SUPPLIED DATA start

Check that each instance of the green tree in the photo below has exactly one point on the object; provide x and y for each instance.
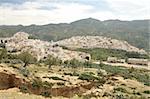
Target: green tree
(74, 63)
(52, 61)
(3, 53)
(26, 58)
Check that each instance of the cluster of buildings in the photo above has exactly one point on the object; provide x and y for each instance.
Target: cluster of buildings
(40, 49)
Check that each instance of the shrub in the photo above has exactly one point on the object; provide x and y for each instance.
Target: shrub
(147, 92)
(68, 74)
(75, 74)
(120, 89)
(46, 94)
(56, 78)
(37, 83)
(47, 84)
(60, 84)
(88, 77)
(26, 58)
(25, 72)
(24, 89)
(52, 61)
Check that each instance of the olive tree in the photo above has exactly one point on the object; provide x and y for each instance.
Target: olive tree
(52, 61)
(26, 58)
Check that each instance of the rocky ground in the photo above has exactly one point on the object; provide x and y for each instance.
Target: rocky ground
(67, 83)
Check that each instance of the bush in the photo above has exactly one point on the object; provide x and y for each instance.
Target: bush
(120, 89)
(147, 92)
(25, 72)
(52, 61)
(45, 94)
(47, 84)
(56, 78)
(24, 89)
(37, 83)
(26, 58)
(60, 84)
(88, 77)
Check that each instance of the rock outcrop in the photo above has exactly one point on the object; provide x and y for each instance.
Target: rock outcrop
(98, 42)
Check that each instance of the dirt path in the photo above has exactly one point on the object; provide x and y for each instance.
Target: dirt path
(125, 65)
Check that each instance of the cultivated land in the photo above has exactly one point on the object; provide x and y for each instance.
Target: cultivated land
(35, 69)
(105, 82)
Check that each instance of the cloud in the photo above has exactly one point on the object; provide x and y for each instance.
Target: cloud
(12, 1)
(28, 12)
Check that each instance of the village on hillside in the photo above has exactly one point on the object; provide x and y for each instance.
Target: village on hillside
(74, 68)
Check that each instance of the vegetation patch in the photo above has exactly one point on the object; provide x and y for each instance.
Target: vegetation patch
(147, 92)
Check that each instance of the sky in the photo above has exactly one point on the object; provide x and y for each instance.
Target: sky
(27, 12)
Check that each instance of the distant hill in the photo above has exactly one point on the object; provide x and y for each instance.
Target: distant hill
(135, 32)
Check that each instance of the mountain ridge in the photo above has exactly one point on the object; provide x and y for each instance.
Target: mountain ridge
(135, 32)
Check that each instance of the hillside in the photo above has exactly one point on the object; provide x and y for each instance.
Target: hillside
(135, 32)
(89, 42)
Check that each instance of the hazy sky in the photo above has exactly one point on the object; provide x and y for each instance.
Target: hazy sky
(28, 12)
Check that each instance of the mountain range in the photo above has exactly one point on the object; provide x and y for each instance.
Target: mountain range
(136, 32)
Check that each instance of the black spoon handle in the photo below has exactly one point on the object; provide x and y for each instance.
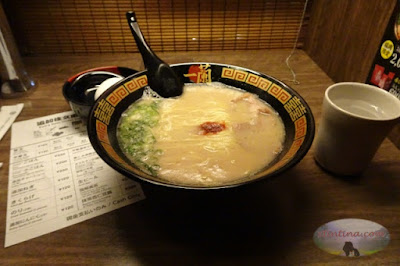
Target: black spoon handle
(150, 59)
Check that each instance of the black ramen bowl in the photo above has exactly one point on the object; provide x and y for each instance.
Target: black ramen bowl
(294, 111)
(79, 91)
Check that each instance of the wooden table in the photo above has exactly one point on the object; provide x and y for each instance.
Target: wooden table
(267, 223)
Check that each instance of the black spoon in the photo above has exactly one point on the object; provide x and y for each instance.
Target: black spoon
(161, 78)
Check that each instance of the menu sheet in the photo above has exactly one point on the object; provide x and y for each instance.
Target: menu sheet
(56, 178)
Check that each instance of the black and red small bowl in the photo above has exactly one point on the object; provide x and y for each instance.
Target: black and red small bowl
(79, 90)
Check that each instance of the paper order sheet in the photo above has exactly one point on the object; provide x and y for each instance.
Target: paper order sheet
(56, 179)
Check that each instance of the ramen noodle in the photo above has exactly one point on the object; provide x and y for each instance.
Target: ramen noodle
(211, 135)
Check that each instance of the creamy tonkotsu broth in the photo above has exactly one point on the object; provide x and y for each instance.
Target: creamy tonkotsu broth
(211, 135)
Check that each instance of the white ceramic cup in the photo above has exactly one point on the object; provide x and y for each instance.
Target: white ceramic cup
(355, 119)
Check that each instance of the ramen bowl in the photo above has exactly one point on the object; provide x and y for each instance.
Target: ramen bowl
(79, 90)
(295, 113)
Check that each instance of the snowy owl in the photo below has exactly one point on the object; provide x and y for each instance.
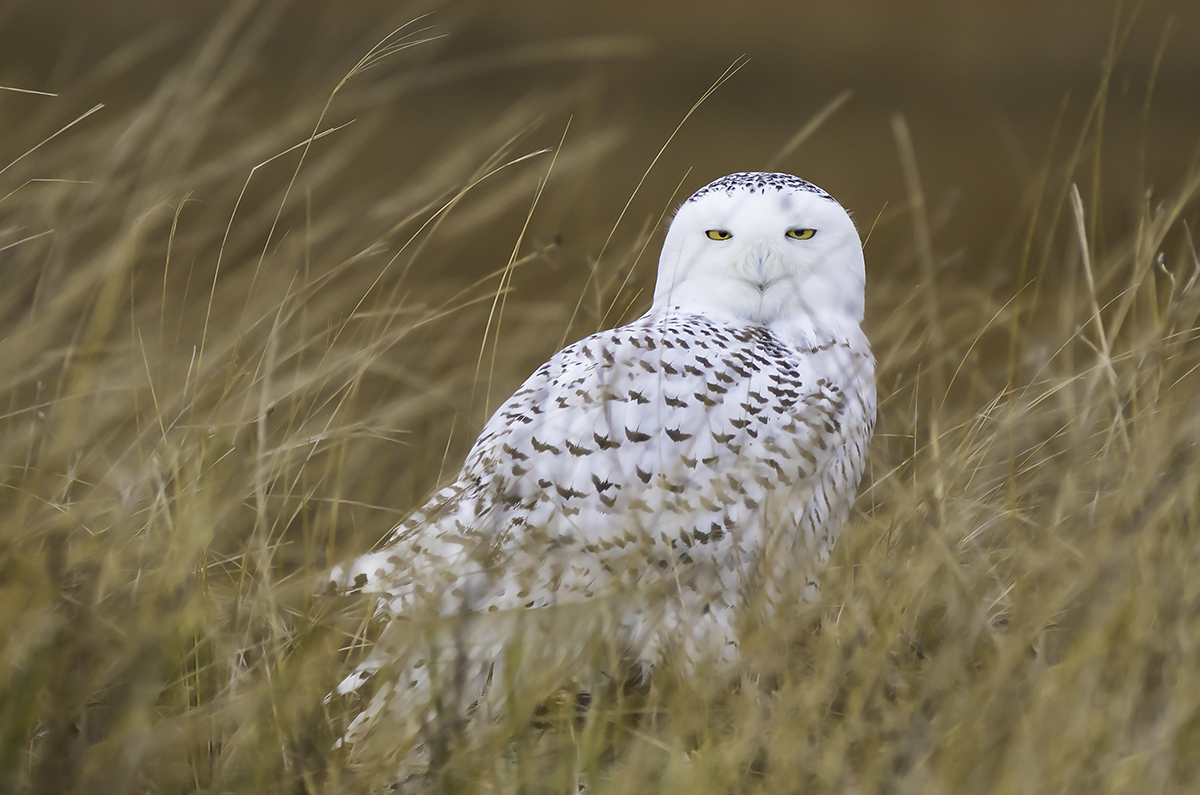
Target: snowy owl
(651, 482)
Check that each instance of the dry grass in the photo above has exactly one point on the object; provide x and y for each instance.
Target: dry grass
(226, 366)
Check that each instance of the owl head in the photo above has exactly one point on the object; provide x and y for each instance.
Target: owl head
(763, 249)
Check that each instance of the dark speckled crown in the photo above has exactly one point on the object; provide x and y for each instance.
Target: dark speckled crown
(760, 183)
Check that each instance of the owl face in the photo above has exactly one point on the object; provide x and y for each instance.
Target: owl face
(762, 249)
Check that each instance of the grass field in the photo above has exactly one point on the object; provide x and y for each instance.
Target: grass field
(226, 364)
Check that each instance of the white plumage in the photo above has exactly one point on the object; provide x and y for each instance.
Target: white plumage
(666, 472)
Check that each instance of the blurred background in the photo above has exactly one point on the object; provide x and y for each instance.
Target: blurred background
(1007, 105)
(982, 85)
(229, 357)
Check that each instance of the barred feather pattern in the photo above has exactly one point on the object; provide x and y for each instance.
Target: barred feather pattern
(712, 458)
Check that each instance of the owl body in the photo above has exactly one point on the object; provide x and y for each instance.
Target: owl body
(671, 471)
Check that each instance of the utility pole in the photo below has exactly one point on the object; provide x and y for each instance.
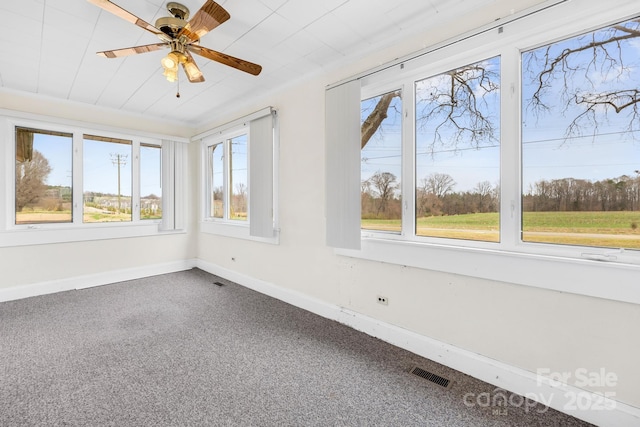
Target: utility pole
(119, 160)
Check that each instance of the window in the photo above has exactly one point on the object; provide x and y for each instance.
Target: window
(519, 150)
(381, 160)
(73, 182)
(457, 134)
(43, 178)
(150, 181)
(239, 176)
(107, 179)
(581, 140)
(228, 178)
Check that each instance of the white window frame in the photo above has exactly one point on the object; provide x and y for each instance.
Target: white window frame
(224, 140)
(575, 269)
(237, 228)
(12, 234)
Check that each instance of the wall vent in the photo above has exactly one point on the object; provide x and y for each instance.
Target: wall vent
(437, 379)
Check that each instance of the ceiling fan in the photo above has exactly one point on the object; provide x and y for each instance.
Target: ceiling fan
(181, 37)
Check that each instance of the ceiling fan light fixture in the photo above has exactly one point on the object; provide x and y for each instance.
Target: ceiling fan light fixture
(171, 74)
(170, 61)
(192, 71)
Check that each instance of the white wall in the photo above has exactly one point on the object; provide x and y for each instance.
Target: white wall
(524, 327)
(43, 268)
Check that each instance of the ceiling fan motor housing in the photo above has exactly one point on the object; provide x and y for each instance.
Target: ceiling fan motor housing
(171, 25)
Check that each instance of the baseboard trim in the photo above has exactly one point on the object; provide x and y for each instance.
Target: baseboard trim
(92, 280)
(582, 404)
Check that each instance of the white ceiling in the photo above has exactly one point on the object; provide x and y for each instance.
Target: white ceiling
(47, 47)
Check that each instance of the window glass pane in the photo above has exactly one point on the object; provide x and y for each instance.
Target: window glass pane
(381, 162)
(581, 140)
(106, 179)
(43, 176)
(150, 181)
(458, 153)
(216, 171)
(238, 180)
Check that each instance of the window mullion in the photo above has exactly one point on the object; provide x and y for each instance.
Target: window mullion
(77, 179)
(135, 181)
(226, 192)
(408, 161)
(510, 164)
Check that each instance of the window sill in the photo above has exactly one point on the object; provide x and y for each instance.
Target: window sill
(236, 230)
(608, 280)
(45, 234)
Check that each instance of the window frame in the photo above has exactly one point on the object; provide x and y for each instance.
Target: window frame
(44, 233)
(575, 269)
(225, 140)
(241, 229)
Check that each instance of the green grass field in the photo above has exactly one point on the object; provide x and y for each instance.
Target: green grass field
(606, 229)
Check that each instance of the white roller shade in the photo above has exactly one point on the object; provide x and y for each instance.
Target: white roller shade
(173, 196)
(261, 177)
(342, 168)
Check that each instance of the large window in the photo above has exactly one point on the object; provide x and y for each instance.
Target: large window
(239, 174)
(381, 159)
(228, 178)
(71, 177)
(107, 179)
(150, 181)
(43, 178)
(581, 139)
(515, 149)
(457, 134)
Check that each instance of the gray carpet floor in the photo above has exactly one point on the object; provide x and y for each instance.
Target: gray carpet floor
(178, 350)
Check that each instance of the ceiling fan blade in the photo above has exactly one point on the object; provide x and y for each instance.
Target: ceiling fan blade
(191, 69)
(121, 13)
(210, 15)
(240, 64)
(118, 53)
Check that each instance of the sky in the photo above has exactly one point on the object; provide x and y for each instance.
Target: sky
(100, 172)
(547, 151)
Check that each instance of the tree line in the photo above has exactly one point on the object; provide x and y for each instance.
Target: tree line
(571, 194)
(381, 199)
(435, 196)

SUPPLIED DATA end

#### [EXERCISE TASK]
Format the lines of the data above as a numbered list, beginning with the line containing "Check that each instance of the window mullion" and running through the final line of the data. Omit any blank lines.

#### [OUTPUT OF THE TASK]
1. Check that each instance of the window mullion in the photo above has exactly one point on the object; provide x and y for each instance.
2. Target: window mullion
3. (77, 179)
4. (135, 181)
5. (226, 192)
6. (408, 161)
7. (510, 164)
8. Check that each instance of the window sill in the photo above has exactly one point on the object; provide x and y for each instance.
9. Target: window sill
10. (236, 230)
11. (608, 280)
12. (45, 234)
13. Check that each instance of the window frame in the photo above has exactly one point on the object; provide x and y for each instance.
14. Target: window frame
15. (44, 233)
16. (575, 269)
17. (225, 140)
18. (241, 229)
19. Check that each instance of the green grass field in the photo above has exactly one point on the object; provide x and y for each instance.
20. Target: green grass field
21. (606, 229)
22. Check that each instance of the white roller shade in the photo above has exactly one point on the object; provide x and y for each instance.
23. Target: white roller shade
24. (173, 196)
25. (261, 177)
26. (342, 168)
27. Check that each instance of the large window in the photo above has exactly one point on the object; provide x and y for each instance.
28. Target: large window
29. (239, 174)
30. (381, 159)
31. (228, 178)
32. (71, 177)
33. (107, 179)
34. (150, 181)
35. (43, 178)
36. (581, 139)
37. (515, 149)
38. (457, 134)
39. Check that each instance of the gray carpet floor in the photo above has exactly one point on the object; provide x and y for each instance.
40. Target: gray carpet floor
41. (178, 350)
42. Check that each instance of the ceiling fan blade in the photo above has exactly one point on the object; provide x and y for each instance.
43. Target: ceiling fan blade
44. (191, 69)
45. (121, 13)
46. (210, 15)
47. (240, 64)
48. (118, 53)
49. Check that each instance of the sky in the photo above has exactly one point on the object; provide x and y for each instance.
50. Target: sky
51. (100, 172)
52. (547, 151)
53. Check that each instance of the tree line in the photo above has exactly one point on the object; provide x and y for each instance.
54. Target: tree line
55. (571, 194)
56. (381, 199)
57. (435, 196)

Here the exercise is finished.